=== The data ===

╭──

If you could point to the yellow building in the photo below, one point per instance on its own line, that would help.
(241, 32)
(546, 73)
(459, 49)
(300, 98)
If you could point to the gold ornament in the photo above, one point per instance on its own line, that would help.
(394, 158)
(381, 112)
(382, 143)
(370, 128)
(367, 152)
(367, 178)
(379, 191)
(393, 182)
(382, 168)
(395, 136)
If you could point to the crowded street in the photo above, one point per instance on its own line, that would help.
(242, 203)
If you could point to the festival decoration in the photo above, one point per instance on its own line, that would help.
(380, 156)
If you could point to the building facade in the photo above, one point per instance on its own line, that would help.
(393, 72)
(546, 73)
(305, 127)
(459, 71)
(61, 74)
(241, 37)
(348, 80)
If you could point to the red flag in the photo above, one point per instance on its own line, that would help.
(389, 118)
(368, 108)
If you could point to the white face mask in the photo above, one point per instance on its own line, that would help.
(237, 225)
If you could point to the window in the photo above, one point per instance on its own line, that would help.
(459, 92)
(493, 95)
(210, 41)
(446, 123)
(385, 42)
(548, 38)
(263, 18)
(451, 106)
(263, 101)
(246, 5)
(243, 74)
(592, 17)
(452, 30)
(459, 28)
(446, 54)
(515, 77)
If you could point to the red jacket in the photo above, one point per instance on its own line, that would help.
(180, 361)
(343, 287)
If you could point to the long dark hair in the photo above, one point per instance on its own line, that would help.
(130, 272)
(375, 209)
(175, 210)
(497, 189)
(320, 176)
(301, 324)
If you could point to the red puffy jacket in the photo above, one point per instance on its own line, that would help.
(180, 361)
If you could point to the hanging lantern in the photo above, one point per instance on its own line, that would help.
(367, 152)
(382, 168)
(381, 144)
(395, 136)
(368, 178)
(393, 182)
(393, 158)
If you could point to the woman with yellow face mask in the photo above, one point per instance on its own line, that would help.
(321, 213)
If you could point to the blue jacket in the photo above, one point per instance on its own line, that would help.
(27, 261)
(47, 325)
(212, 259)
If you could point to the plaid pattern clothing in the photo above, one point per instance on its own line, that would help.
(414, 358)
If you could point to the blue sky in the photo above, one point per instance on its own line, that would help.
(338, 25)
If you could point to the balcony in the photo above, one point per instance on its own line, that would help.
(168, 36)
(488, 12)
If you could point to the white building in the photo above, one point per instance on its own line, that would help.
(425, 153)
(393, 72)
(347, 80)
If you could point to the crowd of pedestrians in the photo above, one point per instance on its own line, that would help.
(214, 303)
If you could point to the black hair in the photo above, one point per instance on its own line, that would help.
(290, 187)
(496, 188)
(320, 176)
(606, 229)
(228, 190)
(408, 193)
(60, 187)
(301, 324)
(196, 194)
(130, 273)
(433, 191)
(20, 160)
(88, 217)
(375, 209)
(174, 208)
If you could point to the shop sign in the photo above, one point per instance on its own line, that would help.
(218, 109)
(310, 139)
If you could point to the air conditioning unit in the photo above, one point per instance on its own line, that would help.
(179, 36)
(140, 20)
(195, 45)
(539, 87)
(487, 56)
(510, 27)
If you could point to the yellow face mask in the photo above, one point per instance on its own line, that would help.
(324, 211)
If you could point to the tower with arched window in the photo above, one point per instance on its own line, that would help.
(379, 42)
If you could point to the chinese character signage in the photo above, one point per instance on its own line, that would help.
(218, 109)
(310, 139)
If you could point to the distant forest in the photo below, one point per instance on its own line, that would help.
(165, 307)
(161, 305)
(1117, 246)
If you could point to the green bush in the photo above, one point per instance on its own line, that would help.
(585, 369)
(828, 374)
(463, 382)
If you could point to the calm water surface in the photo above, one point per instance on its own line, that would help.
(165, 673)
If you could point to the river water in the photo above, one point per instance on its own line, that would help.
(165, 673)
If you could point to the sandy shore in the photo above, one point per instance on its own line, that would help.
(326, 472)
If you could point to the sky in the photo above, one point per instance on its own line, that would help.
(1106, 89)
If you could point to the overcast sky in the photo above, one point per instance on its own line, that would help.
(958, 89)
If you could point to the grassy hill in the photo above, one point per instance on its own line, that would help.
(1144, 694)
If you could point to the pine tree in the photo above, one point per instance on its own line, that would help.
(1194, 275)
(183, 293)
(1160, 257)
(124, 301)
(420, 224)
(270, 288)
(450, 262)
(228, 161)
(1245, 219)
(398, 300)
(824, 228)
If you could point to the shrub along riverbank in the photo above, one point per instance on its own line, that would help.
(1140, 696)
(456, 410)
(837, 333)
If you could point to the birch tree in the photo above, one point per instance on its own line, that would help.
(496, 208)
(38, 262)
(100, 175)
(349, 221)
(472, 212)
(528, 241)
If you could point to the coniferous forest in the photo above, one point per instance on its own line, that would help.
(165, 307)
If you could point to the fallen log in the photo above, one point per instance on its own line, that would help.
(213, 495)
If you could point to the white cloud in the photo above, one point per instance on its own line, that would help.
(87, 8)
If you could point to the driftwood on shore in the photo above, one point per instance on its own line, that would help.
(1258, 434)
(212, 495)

╰──

=== To be done ===
Reproduce all of the records above verbatim, keeping every line unchanged.

=== Result of this task ===
If you could point to the yellow building in the photo below, one point per instance on its own line, that would help.
(241, 32)
(546, 73)
(459, 49)
(300, 98)
If you could point to the gold ornament in the photo above, one point per instance on its own line, that would help.
(394, 158)
(381, 112)
(382, 143)
(370, 128)
(367, 152)
(367, 178)
(379, 191)
(393, 182)
(382, 168)
(395, 136)
If you could point to the crowded street in the photo above, one point per instance on its own line, that would help.
(242, 203)
If you could point to the festival decoration in the photo above, one point per instance on its own line, that would help.
(380, 156)
If you could point to the building facade in the photo above, one point per instance on its own line, that would help.
(393, 72)
(546, 73)
(305, 127)
(459, 71)
(61, 74)
(241, 37)
(348, 80)
If you could point to the red flag in the photo above, one point per instance on its own line, that would help.
(389, 118)
(368, 108)
If you could point to the white face mask in the photo above, one point per instance on its own line, that would help.
(237, 225)
If you could point to the window in the photo above, one point per instance on its own line, that would help.
(459, 92)
(493, 95)
(210, 41)
(446, 123)
(385, 42)
(548, 38)
(263, 18)
(451, 106)
(263, 101)
(246, 5)
(243, 74)
(592, 17)
(452, 30)
(459, 28)
(446, 54)
(515, 77)
If you could point to the red jacket in the photo above, one point per instance on its own line, that would help.
(180, 361)
(343, 287)
If you could point to the long dark hair in the photo above, one point per instance on its own line, that would help.
(130, 272)
(375, 209)
(175, 210)
(497, 189)
(320, 176)
(301, 324)
If you could point to the red puffy jacket in the photo above, one point per instance on its own line, that would help.
(180, 361)
If you could point to the hanging lantern in the photo above, one point per instance on its own line, that would help.
(367, 152)
(382, 168)
(381, 144)
(395, 136)
(368, 178)
(393, 182)
(393, 158)
If you could point to the woman with yellow face mask in the photo above, one point per instance on its own line, that would help.
(321, 213)
If you could point to the blue jacket in the photo above, one point per instance on its own line, that would help.
(27, 261)
(47, 325)
(212, 259)
If you could point to the plaid pattern clothing in the photo above, one point per instance on its own line, that would help.
(414, 358)
If you could point to the blue sky in the photo above, one point per instance on its own line, that would help.
(338, 25)
If you could point to the balcony in the photo above, one point per instance on its own line, that would help.
(168, 36)
(488, 12)
If you could point to the white building in the photo above, one point per instance on its own line, that would help.
(425, 153)
(393, 72)
(347, 80)
If you could point to the crowd of pedestrians in the photo above, one point per instance on its own line, that would help.
(214, 303)
If you could point to the black hair in the photo above, one point per instance on its own line, that would help.
(290, 187)
(496, 188)
(320, 176)
(606, 229)
(228, 190)
(408, 193)
(60, 187)
(301, 324)
(196, 194)
(130, 273)
(433, 191)
(20, 160)
(88, 217)
(375, 209)
(174, 208)
If you could point to the shop sign in the photo above, one point per instance on its own line, that would help.
(218, 109)
(310, 139)
If you could point to the air conditioning unit in the photo above, one point per instance on its own line, that would help.
(179, 36)
(140, 20)
(195, 45)
(539, 87)
(487, 56)
(510, 27)
If you could point to the yellow face mask in the photo above, one point per instance on its own line, that would help.
(324, 211)
If you could point to the tower with arched window in the photo above, one point per instance on its own line, that would help.
(379, 42)
If you could point to the chinese character signage in the photo above, one point per instance on its own line, that would help.
(218, 109)
(310, 139)
If you could point to the distant forest in the photo below, one point per instance on its own line, that would help.
(165, 307)
(161, 305)
(1117, 246)
If you could point to the green bush in the photo above, one point per instance on its own line, that would help.
(585, 369)
(828, 374)
(463, 382)
If you could point to the calm water surface in the photo above, one point per instance on its own line, that would help.
(165, 673)
If you could point to the river water in the photo above, one point per instance on its own line, that would help.
(165, 673)
If you could point to the sandy shore in the photo above, one point per instance on its own line, that would help.
(326, 472)
If you could point to the sky in the photo above, one point per instance on its own line, that would help.
(1106, 89)
If you could point to the overcast sky in the photo above, one point per instance on its own line, that would help.
(958, 89)
If you could point to the grassy hill in the photo above, one point per instance on its own line, that would help.
(1144, 694)
If you could point to the pine tree in the photo above, one point per instance on its own line, that would help.
(1194, 275)
(183, 293)
(1160, 257)
(124, 301)
(420, 224)
(270, 288)
(450, 262)
(228, 161)
(1245, 219)
(398, 300)
(824, 228)
If you could point to the shrub along riverbank in the photo above, one point per instance on its own line, that would help.
(1140, 696)
(456, 410)
(837, 333)
If you could point to the birch tree in the photo above, one point per instance on its own line, that would help.
(496, 208)
(38, 262)
(100, 175)
(349, 221)
(472, 212)
(528, 241)
If you could point to the coniferous forest in the photo above, one point per instance on its own line, that would help.
(165, 307)
If you could point to the fallen log in the photo above, one point per instance on its own line, that would help.
(213, 495)
If you could point to the white cloud in the photo above, one point per instance on its own line, that would help.
(87, 8)
If you could point to the driftwood on shore in the photo above, one point per instance on its own line, that would help.
(1258, 434)
(212, 495)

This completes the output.